▶ _ENREGISTREMENTS EXTRAITS_:

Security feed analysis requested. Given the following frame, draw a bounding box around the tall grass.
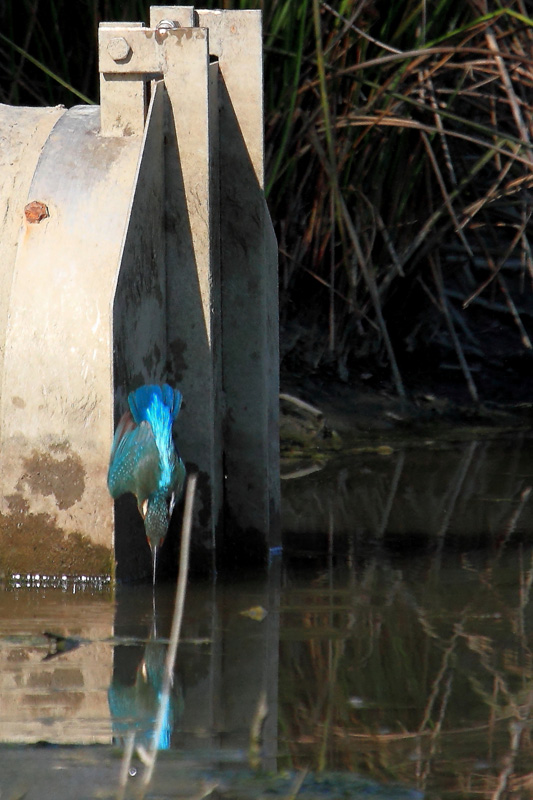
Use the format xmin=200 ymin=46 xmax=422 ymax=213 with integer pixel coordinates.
xmin=0 ymin=0 xmax=533 ymax=400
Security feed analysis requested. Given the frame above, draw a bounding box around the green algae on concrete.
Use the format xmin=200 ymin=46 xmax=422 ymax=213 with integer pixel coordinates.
xmin=0 ymin=506 xmax=115 ymax=578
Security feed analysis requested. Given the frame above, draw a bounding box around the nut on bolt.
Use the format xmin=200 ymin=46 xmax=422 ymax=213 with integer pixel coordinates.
xmin=107 ymin=36 xmax=131 ymax=61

▶ _CONSIGNES ET EXIGENCES_: Recopiez à l'identique tous les enregistrements ci-dessus, en omettant les images dans votre réponse.

▶ _RÉSULTAT CORRECT_:
Security feed analysis requested. Given the following frame, draw a bounding box around the tall grass.
Use the format xmin=200 ymin=46 xmax=422 ymax=213 with integer pixel coordinates.
xmin=0 ymin=0 xmax=533 ymax=400
Security feed analysis requested. Given the frame above, draw a bounding box around the green algae on concrete.
Use the format xmin=200 ymin=46 xmax=422 ymax=213 with integer pixel coordinates.
xmin=0 ymin=506 xmax=115 ymax=578
Security feed analysis requested. Given the frame above, draw a bounding box around the nut on bolt.
Use the format xmin=200 ymin=46 xmax=422 ymax=213 with integer pixel coordinates.
xmin=107 ymin=36 xmax=131 ymax=61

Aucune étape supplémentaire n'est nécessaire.